== Study text ==

/---

Even Stephen Foster, who was the subject of some of our conversation, had to be edited to avoid being too offensive. The state of Kentucky had long used "My Old Kentucky Home Far Away" as the state song. It was only in the last few years that they thought to take out the reference to "darkies" in the lyrics (ya THINK?). But actually, Foster was strongly empathetic to the issues that the African-American community of the day (largely consisting of slaves) had to deal with on a daily basis. A lot of country music has its roots in that kind of sensibility. One example" "Faded Love," made famous by Bob Wills and his Texas Playboys, and later by Patsy Cline, was a reworking of an old song called "Darling Nellie Gray," about the plight of a slave who was separated from his love when they were sold to different owners. But back to Stephen Foster, a recent CD of his songs had a version of "Hard Times" by Mavis Staples, who is of course a major singer of civil rights songs. So it's not hard to find a rich vein of social awareness in the songs of someone who was dismissed for years as a hack who played up the cornier aspecs of Southern life.
But music prevails over prejudice and ignorance, and learning about the common threads between African-American music and Appalachian, Cape Breton, Irish, Scottish, and even English folk tunes is kind of reassuring. People always find ways to create connections through their music.

\---

== Task prompt ==
Reproduce the stretch of the Stephen Foster passage from "But music prevails" through "through their music." word for word.

== Information shown ==

/---

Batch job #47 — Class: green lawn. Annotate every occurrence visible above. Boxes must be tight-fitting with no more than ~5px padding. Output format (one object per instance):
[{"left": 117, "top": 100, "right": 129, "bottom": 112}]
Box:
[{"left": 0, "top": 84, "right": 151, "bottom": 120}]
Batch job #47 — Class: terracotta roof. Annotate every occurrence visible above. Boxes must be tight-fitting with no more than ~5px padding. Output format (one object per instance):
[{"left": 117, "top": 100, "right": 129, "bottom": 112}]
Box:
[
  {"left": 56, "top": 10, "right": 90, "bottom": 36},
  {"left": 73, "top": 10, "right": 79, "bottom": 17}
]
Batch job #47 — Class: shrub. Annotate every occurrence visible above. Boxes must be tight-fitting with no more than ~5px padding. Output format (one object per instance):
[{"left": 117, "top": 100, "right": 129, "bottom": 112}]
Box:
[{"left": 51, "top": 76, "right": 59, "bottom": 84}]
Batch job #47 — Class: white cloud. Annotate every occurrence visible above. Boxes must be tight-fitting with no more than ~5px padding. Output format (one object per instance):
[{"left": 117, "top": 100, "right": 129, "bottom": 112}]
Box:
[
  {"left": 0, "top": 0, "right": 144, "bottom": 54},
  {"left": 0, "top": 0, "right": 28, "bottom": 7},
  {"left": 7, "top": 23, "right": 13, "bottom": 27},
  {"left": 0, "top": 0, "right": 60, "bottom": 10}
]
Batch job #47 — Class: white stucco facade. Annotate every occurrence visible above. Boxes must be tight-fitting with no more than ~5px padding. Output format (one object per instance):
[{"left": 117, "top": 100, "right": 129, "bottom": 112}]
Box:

\---

== Response for this exercise ==
But music prevails over prejudice and ignorance, and learning about the common threads between African-American music and Appalachian, Cape Breton, Irish, Scottish, and even English folk tunes is kind of reassuring. People always find ways to create connections through their music.